* **Aim of the task**: Repeat word for word everything from the line containing "Inline example from the docs — detect the flower throat" to the end of the listing, first and last lines included, and only that.
-- START OF Material for this exercise --
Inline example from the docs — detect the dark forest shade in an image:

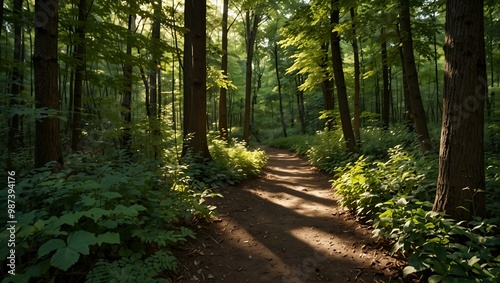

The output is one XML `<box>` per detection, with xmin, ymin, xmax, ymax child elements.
<box><xmin>434</xmin><ymin>0</ymin><xmax>487</xmax><ymax>220</ymax></box>
<box><xmin>33</xmin><ymin>0</ymin><xmax>63</xmax><ymax>167</ymax></box>
<box><xmin>182</xmin><ymin>0</ymin><xmax>211</xmax><ymax>161</ymax></box>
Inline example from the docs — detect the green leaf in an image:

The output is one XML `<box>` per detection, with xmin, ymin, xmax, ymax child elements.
<box><xmin>101</xmin><ymin>192</ymin><xmax>122</xmax><ymax>199</ymax></box>
<box><xmin>403</xmin><ymin>266</ymin><xmax>417</xmax><ymax>278</ymax></box>
<box><xmin>408</xmin><ymin>254</ymin><xmax>429</xmax><ymax>271</ymax></box>
<box><xmin>50</xmin><ymin>247</ymin><xmax>80</xmax><ymax>271</ymax></box>
<box><xmin>467</xmin><ymin>256</ymin><xmax>481</xmax><ymax>266</ymax></box>
<box><xmin>56</xmin><ymin>212</ymin><xmax>83</xmax><ymax>226</ymax></box>
<box><xmin>68</xmin><ymin>230</ymin><xmax>97</xmax><ymax>255</ymax></box>
<box><xmin>38</xmin><ymin>239</ymin><xmax>66</xmax><ymax>258</ymax></box>
<box><xmin>429</xmin><ymin>274</ymin><xmax>443</xmax><ymax>283</ymax></box>
<box><xmin>97</xmin><ymin>232</ymin><xmax>120</xmax><ymax>246</ymax></box>
<box><xmin>83</xmin><ymin>207</ymin><xmax>111</xmax><ymax>222</ymax></box>
<box><xmin>114</xmin><ymin>204</ymin><xmax>146</xmax><ymax>216</ymax></box>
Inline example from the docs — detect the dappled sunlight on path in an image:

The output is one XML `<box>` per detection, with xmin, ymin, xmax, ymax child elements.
<box><xmin>172</xmin><ymin>148</ymin><xmax>399</xmax><ymax>283</ymax></box>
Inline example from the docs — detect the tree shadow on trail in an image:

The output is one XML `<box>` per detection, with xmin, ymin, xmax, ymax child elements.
<box><xmin>173</xmin><ymin>149</ymin><xmax>397</xmax><ymax>283</ymax></box>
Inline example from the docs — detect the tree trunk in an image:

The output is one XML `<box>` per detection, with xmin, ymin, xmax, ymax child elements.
<box><xmin>182</xmin><ymin>0</ymin><xmax>211</xmax><ymax>162</ymax></box>
<box><xmin>148</xmin><ymin>1</ymin><xmax>161</xmax><ymax>160</ymax></box>
<box><xmin>121</xmin><ymin>11</ymin><xmax>136</xmax><ymax>153</ymax></box>
<box><xmin>380</xmin><ymin>28</ymin><xmax>390</xmax><ymax>130</ymax></box>
<box><xmin>295</xmin><ymin>74</ymin><xmax>306</xmax><ymax>135</ymax></box>
<box><xmin>433</xmin><ymin>0</ymin><xmax>488</xmax><ymax>220</ymax></box>
<box><xmin>243</xmin><ymin>10</ymin><xmax>260</xmax><ymax>145</ymax></box>
<box><xmin>330</xmin><ymin>0</ymin><xmax>356</xmax><ymax>153</ymax></box>
<box><xmin>219</xmin><ymin>0</ymin><xmax>229</xmax><ymax>140</ymax></box>
<box><xmin>397</xmin><ymin>26</ymin><xmax>415</xmax><ymax>132</ymax></box>
<box><xmin>33</xmin><ymin>0</ymin><xmax>64</xmax><ymax>167</ymax></box>
<box><xmin>350</xmin><ymin>7</ymin><xmax>361</xmax><ymax>145</ymax></box>
<box><xmin>399</xmin><ymin>0</ymin><xmax>432</xmax><ymax>152</ymax></box>
<box><xmin>7</xmin><ymin>0</ymin><xmax>24</xmax><ymax>160</ymax></box>
<box><xmin>273</xmin><ymin>42</ymin><xmax>287</xmax><ymax>137</ymax></box>
<box><xmin>71</xmin><ymin>0</ymin><xmax>87</xmax><ymax>152</ymax></box>
<box><xmin>320</xmin><ymin>43</ymin><xmax>336</xmax><ymax>130</ymax></box>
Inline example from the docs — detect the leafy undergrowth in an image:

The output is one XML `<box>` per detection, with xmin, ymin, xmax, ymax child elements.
<box><xmin>0</xmin><ymin>141</ymin><xmax>266</xmax><ymax>282</ymax></box>
<box><xmin>270</xmin><ymin>127</ymin><xmax>500</xmax><ymax>282</ymax></box>
<box><xmin>333</xmin><ymin>146</ymin><xmax>500</xmax><ymax>282</ymax></box>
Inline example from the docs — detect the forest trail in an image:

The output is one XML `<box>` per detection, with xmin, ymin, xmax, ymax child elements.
<box><xmin>174</xmin><ymin>147</ymin><xmax>402</xmax><ymax>283</ymax></box>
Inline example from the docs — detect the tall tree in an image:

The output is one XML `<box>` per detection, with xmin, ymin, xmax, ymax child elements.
<box><xmin>399</xmin><ymin>0</ymin><xmax>432</xmax><ymax>151</ymax></box>
<box><xmin>182</xmin><ymin>0</ymin><xmax>211</xmax><ymax>162</ymax></box>
<box><xmin>433</xmin><ymin>0</ymin><xmax>488</xmax><ymax>220</ymax></box>
<box><xmin>148</xmin><ymin>0</ymin><xmax>162</xmax><ymax>159</ymax></box>
<box><xmin>7</xmin><ymin>0</ymin><xmax>24</xmax><ymax>161</ymax></box>
<box><xmin>243</xmin><ymin>8</ymin><xmax>261</xmax><ymax>145</ymax></box>
<box><xmin>121</xmin><ymin>10</ymin><xmax>136</xmax><ymax>149</ymax></box>
<box><xmin>71</xmin><ymin>0</ymin><xmax>87</xmax><ymax>151</ymax></box>
<box><xmin>273</xmin><ymin>42</ymin><xmax>287</xmax><ymax>137</ymax></box>
<box><xmin>33</xmin><ymin>0</ymin><xmax>64</xmax><ymax>167</ymax></box>
<box><xmin>380</xmin><ymin>28</ymin><xmax>390</xmax><ymax>130</ymax></box>
<box><xmin>350</xmin><ymin>7</ymin><xmax>361</xmax><ymax>144</ymax></box>
<box><xmin>330</xmin><ymin>0</ymin><xmax>356</xmax><ymax>153</ymax></box>
<box><xmin>219</xmin><ymin>0</ymin><xmax>229</xmax><ymax>140</ymax></box>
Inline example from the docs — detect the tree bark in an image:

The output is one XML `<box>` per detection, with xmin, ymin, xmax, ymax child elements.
<box><xmin>320</xmin><ymin>43</ymin><xmax>336</xmax><ymax>130</ymax></box>
<box><xmin>71</xmin><ymin>0</ymin><xmax>87</xmax><ymax>152</ymax></box>
<box><xmin>380</xmin><ymin>28</ymin><xmax>391</xmax><ymax>130</ymax></box>
<box><xmin>121</xmin><ymin>11</ymin><xmax>136</xmax><ymax>153</ymax></box>
<box><xmin>7</xmin><ymin>0</ymin><xmax>24</xmax><ymax>159</ymax></box>
<box><xmin>397</xmin><ymin>26</ymin><xmax>415</xmax><ymax>132</ymax></box>
<box><xmin>350</xmin><ymin>7</ymin><xmax>361</xmax><ymax>142</ymax></box>
<box><xmin>148</xmin><ymin>1</ymin><xmax>161</xmax><ymax>160</ymax></box>
<box><xmin>219</xmin><ymin>0</ymin><xmax>229</xmax><ymax>140</ymax></box>
<box><xmin>243</xmin><ymin>10</ymin><xmax>261</xmax><ymax>145</ymax></box>
<box><xmin>273</xmin><ymin>42</ymin><xmax>287</xmax><ymax>137</ymax></box>
<box><xmin>33</xmin><ymin>0</ymin><xmax>64</xmax><ymax>167</ymax></box>
<box><xmin>295</xmin><ymin>74</ymin><xmax>306</xmax><ymax>135</ymax></box>
<box><xmin>399</xmin><ymin>0</ymin><xmax>432</xmax><ymax>152</ymax></box>
<box><xmin>330</xmin><ymin>0</ymin><xmax>356</xmax><ymax>153</ymax></box>
<box><xmin>433</xmin><ymin>0</ymin><xmax>488</xmax><ymax>220</ymax></box>
<box><xmin>182</xmin><ymin>0</ymin><xmax>211</xmax><ymax>162</ymax></box>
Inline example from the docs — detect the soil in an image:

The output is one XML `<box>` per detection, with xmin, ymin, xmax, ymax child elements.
<box><xmin>173</xmin><ymin>147</ymin><xmax>403</xmax><ymax>283</ymax></box>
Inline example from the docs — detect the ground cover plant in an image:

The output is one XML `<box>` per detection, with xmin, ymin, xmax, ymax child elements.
<box><xmin>0</xmin><ymin>141</ymin><xmax>266</xmax><ymax>282</ymax></box>
<box><xmin>271</xmin><ymin>127</ymin><xmax>500</xmax><ymax>282</ymax></box>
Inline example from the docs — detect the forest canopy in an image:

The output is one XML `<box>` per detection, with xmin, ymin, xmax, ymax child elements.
<box><xmin>0</xmin><ymin>0</ymin><xmax>500</xmax><ymax>282</ymax></box>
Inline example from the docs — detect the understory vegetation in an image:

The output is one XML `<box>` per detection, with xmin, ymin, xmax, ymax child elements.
<box><xmin>0</xmin><ymin>140</ymin><xmax>266</xmax><ymax>282</ymax></box>
<box><xmin>271</xmin><ymin>127</ymin><xmax>500</xmax><ymax>282</ymax></box>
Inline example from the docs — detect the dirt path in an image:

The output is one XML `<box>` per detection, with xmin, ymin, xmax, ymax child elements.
<box><xmin>175</xmin><ymin>148</ymin><xmax>401</xmax><ymax>283</ymax></box>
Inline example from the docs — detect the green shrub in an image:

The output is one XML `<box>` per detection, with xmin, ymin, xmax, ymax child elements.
<box><xmin>269</xmin><ymin>135</ymin><xmax>320</xmax><ymax>156</ymax></box>
<box><xmin>0</xmin><ymin>142</ymin><xmax>266</xmax><ymax>282</ymax></box>
<box><xmin>333</xmin><ymin>146</ymin><xmax>500</xmax><ymax>282</ymax></box>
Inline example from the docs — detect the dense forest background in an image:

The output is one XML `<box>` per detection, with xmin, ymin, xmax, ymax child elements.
<box><xmin>0</xmin><ymin>0</ymin><xmax>500</xmax><ymax>282</ymax></box>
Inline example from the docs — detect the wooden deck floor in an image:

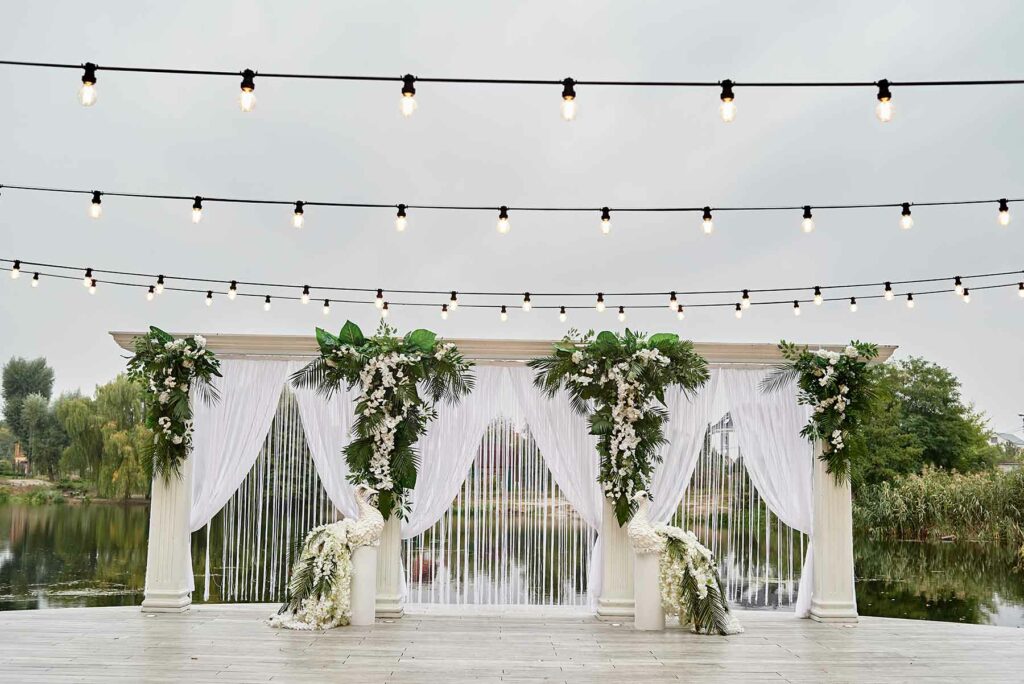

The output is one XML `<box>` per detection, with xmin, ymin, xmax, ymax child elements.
<box><xmin>0</xmin><ymin>605</ymin><xmax>1024</xmax><ymax>684</ymax></box>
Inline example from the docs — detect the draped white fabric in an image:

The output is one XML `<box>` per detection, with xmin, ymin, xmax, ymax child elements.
<box><xmin>719</xmin><ymin>370</ymin><xmax>814</xmax><ymax>617</ymax></box>
<box><xmin>649</xmin><ymin>370</ymin><xmax>725</xmax><ymax>523</ymax></box>
<box><xmin>292</xmin><ymin>374</ymin><xmax>357</xmax><ymax>517</ymax></box>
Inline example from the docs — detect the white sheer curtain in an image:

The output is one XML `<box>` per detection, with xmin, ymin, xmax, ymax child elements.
<box><xmin>720</xmin><ymin>369</ymin><xmax>814</xmax><ymax>617</ymax></box>
<box><xmin>649</xmin><ymin>370</ymin><xmax>724</xmax><ymax>523</ymax></box>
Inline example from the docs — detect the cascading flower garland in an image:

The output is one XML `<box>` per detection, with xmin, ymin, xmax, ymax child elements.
<box><xmin>761</xmin><ymin>340</ymin><xmax>879</xmax><ymax>482</ymax></box>
<box><xmin>128</xmin><ymin>326</ymin><xmax>220</xmax><ymax>480</ymax></box>
<box><xmin>292</xmin><ymin>320</ymin><xmax>473</xmax><ymax>519</ymax></box>
<box><xmin>529</xmin><ymin>329</ymin><xmax>708</xmax><ymax>525</ymax></box>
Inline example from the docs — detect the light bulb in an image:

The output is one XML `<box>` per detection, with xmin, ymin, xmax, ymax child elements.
<box><xmin>702</xmin><ymin>207</ymin><xmax>715</xmax><ymax>236</ymax></box>
<box><xmin>78</xmin><ymin>61</ymin><xmax>96</xmax><ymax>106</ymax></box>
<box><xmin>562</xmin><ymin>79</ymin><xmax>575</xmax><ymax>121</ymax></box>
<box><xmin>874</xmin><ymin>79</ymin><xmax>893</xmax><ymax>124</ymax></box>
<box><xmin>800</xmin><ymin>205</ymin><xmax>814</xmax><ymax>232</ymax></box>
<box><xmin>498</xmin><ymin>205</ymin><xmax>512</xmax><ymax>236</ymax></box>
<box><xmin>718</xmin><ymin>79</ymin><xmax>736</xmax><ymax>123</ymax></box>
<box><xmin>239</xmin><ymin>69</ymin><xmax>256</xmax><ymax>112</ymax></box>
<box><xmin>899</xmin><ymin>202</ymin><xmax>913</xmax><ymax>230</ymax></box>
<box><xmin>399</xmin><ymin>74</ymin><xmax>416</xmax><ymax>119</ymax></box>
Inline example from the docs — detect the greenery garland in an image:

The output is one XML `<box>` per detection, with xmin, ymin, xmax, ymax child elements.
<box><xmin>292</xmin><ymin>320</ymin><xmax>474</xmax><ymax>519</ymax></box>
<box><xmin>761</xmin><ymin>340</ymin><xmax>879</xmax><ymax>482</ymax></box>
<box><xmin>128</xmin><ymin>326</ymin><xmax>220</xmax><ymax>480</ymax></box>
<box><xmin>529</xmin><ymin>329</ymin><xmax>708</xmax><ymax>525</ymax></box>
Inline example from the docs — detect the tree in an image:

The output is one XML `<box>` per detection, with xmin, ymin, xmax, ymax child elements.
<box><xmin>3</xmin><ymin>356</ymin><xmax>53</xmax><ymax>441</ymax></box>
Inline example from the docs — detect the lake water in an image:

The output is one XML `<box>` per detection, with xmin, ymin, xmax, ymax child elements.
<box><xmin>0</xmin><ymin>504</ymin><xmax>1024</xmax><ymax>628</ymax></box>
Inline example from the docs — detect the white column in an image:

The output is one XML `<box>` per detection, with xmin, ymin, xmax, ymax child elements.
<box><xmin>811</xmin><ymin>444</ymin><xmax>857</xmax><ymax>623</ymax></box>
<box><xmin>142</xmin><ymin>458</ymin><xmax>193</xmax><ymax>612</ymax></box>
<box><xmin>377</xmin><ymin>515</ymin><xmax>406</xmax><ymax>617</ymax></box>
<box><xmin>597</xmin><ymin>498</ymin><xmax>634</xmax><ymax>621</ymax></box>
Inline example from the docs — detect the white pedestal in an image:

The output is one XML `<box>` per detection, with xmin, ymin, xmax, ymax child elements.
<box><xmin>377</xmin><ymin>515</ymin><xmax>406</xmax><ymax>617</ymax></box>
<box><xmin>811</xmin><ymin>446</ymin><xmax>857</xmax><ymax>623</ymax></box>
<box><xmin>633</xmin><ymin>552</ymin><xmax>665</xmax><ymax>632</ymax></box>
<box><xmin>597</xmin><ymin>499</ymin><xmax>634</xmax><ymax>621</ymax></box>
<box><xmin>349</xmin><ymin>546</ymin><xmax>377</xmax><ymax>626</ymax></box>
<box><xmin>142</xmin><ymin>458</ymin><xmax>193</xmax><ymax>612</ymax></box>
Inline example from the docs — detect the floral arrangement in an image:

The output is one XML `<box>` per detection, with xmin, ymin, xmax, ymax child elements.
<box><xmin>128</xmin><ymin>327</ymin><xmax>220</xmax><ymax>479</ymax></box>
<box><xmin>761</xmin><ymin>340</ymin><xmax>879</xmax><ymax>482</ymax></box>
<box><xmin>529</xmin><ymin>329</ymin><xmax>708</xmax><ymax>525</ymax></box>
<box><xmin>292</xmin><ymin>320</ymin><xmax>473</xmax><ymax>519</ymax></box>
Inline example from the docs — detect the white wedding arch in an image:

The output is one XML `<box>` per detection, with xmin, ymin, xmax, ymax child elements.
<box><xmin>112</xmin><ymin>332</ymin><xmax>895</xmax><ymax>622</ymax></box>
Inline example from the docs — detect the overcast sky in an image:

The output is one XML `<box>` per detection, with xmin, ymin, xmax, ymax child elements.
<box><xmin>0</xmin><ymin>0</ymin><xmax>1024</xmax><ymax>430</ymax></box>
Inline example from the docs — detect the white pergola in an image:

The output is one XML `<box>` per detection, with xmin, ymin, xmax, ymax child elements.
<box><xmin>111</xmin><ymin>332</ymin><xmax>896</xmax><ymax>622</ymax></box>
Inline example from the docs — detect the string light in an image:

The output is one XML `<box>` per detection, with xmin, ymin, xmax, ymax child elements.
<box><xmin>562</xmin><ymin>79</ymin><xmax>575</xmax><ymax>121</ymax></box>
<box><xmin>78</xmin><ymin>61</ymin><xmax>96</xmax><ymax>106</ymax></box>
<box><xmin>999</xmin><ymin>198</ymin><xmax>1010</xmax><ymax>226</ymax></box>
<box><xmin>394</xmin><ymin>204</ymin><xmax>409</xmax><ymax>232</ymax></box>
<box><xmin>899</xmin><ymin>202</ymin><xmax>913</xmax><ymax>230</ymax></box>
<box><xmin>239</xmin><ymin>69</ymin><xmax>256</xmax><ymax>112</ymax></box>
<box><xmin>874</xmin><ymin>79</ymin><xmax>893</xmax><ymax>124</ymax></box>
<box><xmin>498</xmin><ymin>205</ymin><xmax>512</xmax><ymax>236</ymax></box>
<box><xmin>399</xmin><ymin>74</ymin><xmax>417</xmax><ymax>119</ymax></box>
<box><xmin>718</xmin><ymin>79</ymin><xmax>736</xmax><ymax>123</ymax></box>
<box><xmin>800</xmin><ymin>204</ymin><xmax>814</xmax><ymax>232</ymax></box>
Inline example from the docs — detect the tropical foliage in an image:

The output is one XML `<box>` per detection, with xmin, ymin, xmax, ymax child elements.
<box><xmin>529</xmin><ymin>329</ymin><xmax>708</xmax><ymax>525</ymax></box>
<box><xmin>761</xmin><ymin>340</ymin><xmax>879</xmax><ymax>482</ymax></box>
<box><xmin>292</xmin><ymin>320</ymin><xmax>474</xmax><ymax>519</ymax></box>
<box><xmin>128</xmin><ymin>327</ymin><xmax>220</xmax><ymax>479</ymax></box>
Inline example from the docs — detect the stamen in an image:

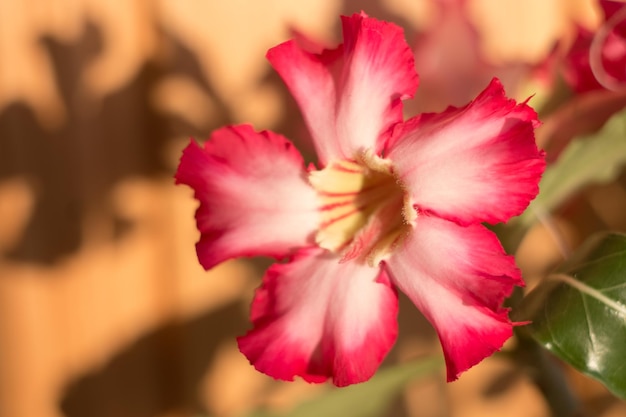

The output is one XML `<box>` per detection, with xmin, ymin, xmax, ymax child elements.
<box><xmin>309</xmin><ymin>153</ymin><xmax>416</xmax><ymax>265</ymax></box>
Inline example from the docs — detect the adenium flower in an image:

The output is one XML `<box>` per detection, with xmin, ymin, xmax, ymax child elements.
<box><xmin>176</xmin><ymin>13</ymin><xmax>544</xmax><ymax>386</ymax></box>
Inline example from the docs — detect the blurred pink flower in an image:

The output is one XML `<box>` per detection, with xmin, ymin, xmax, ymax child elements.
<box><xmin>564</xmin><ymin>0</ymin><xmax>626</xmax><ymax>93</ymax></box>
<box><xmin>411</xmin><ymin>0</ymin><xmax>533</xmax><ymax>111</ymax></box>
<box><xmin>176</xmin><ymin>13</ymin><xmax>545</xmax><ymax>386</ymax></box>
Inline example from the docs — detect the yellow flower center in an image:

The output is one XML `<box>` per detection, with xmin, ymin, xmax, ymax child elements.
<box><xmin>309</xmin><ymin>153</ymin><xmax>416</xmax><ymax>266</ymax></box>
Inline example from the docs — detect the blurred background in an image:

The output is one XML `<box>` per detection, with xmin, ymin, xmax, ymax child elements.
<box><xmin>0</xmin><ymin>0</ymin><xmax>626</xmax><ymax>417</ymax></box>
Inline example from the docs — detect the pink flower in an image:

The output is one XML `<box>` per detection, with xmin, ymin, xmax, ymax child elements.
<box><xmin>176</xmin><ymin>14</ymin><xmax>544</xmax><ymax>386</ymax></box>
<box><xmin>563</xmin><ymin>0</ymin><xmax>626</xmax><ymax>93</ymax></box>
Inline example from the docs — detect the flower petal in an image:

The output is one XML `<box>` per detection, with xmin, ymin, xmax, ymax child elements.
<box><xmin>238</xmin><ymin>248</ymin><xmax>398</xmax><ymax>386</ymax></box>
<box><xmin>176</xmin><ymin>125</ymin><xmax>319</xmax><ymax>269</ymax></box>
<box><xmin>388</xmin><ymin>79</ymin><xmax>545</xmax><ymax>224</ymax></box>
<box><xmin>267</xmin><ymin>14</ymin><xmax>417</xmax><ymax>165</ymax></box>
<box><xmin>387</xmin><ymin>214</ymin><xmax>523</xmax><ymax>381</ymax></box>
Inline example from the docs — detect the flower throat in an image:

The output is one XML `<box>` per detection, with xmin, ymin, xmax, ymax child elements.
<box><xmin>309</xmin><ymin>154</ymin><xmax>415</xmax><ymax>266</ymax></box>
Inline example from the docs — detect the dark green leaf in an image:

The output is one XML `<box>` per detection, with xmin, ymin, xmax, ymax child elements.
<box><xmin>514</xmin><ymin>233</ymin><xmax>626</xmax><ymax>398</ymax></box>
<box><xmin>515</xmin><ymin>110</ymin><xmax>626</xmax><ymax>227</ymax></box>
<box><xmin>241</xmin><ymin>357</ymin><xmax>443</xmax><ymax>417</ymax></box>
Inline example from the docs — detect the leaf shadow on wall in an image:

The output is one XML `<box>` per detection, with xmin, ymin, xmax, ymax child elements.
<box><xmin>60</xmin><ymin>303</ymin><xmax>248</xmax><ymax>417</ymax></box>
<box><xmin>0</xmin><ymin>22</ymin><xmax>231</xmax><ymax>265</ymax></box>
-- END OF Material for this exercise --
* **Result of this task**:
Inline example from the docs — detect the flower throat in an image:

The output is one XML `<box>` per detection, with xmin, ymin, xmax, ymax child elements.
<box><xmin>309</xmin><ymin>154</ymin><xmax>415</xmax><ymax>266</ymax></box>
Inline example from the docs — detect the dark green leaf in an image:

The output is one XML `<box>` per detection, with xmin, ymin, xmax, ymax child elements.
<box><xmin>514</xmin><ymin>233</ymin><xmax>626</xmax><ymax>398</ymax></box>
<box><xmin>515</xmin><ymin>110</ymin><xmax>626</xmax><ymax>227</ymax></box>
<box><xmin>241</xmin><ymin>357</ymin><xmax>443</xmax><ymax>417</ymax></box>
Inline example from the docs — detect the leaf shadow on wall in an image:

The output is one XML `<box>` per detection, with xmin, ymin, xmax, ymax child elements.
<box><xmin>60</xmin><ymin>303</ymin><xmax>248</xmax><ymax>417</ymax></box>
<box><xmin>0</xmin><ymin>22</ymin><xmax>231</xmax><ymax>265</ymax></box>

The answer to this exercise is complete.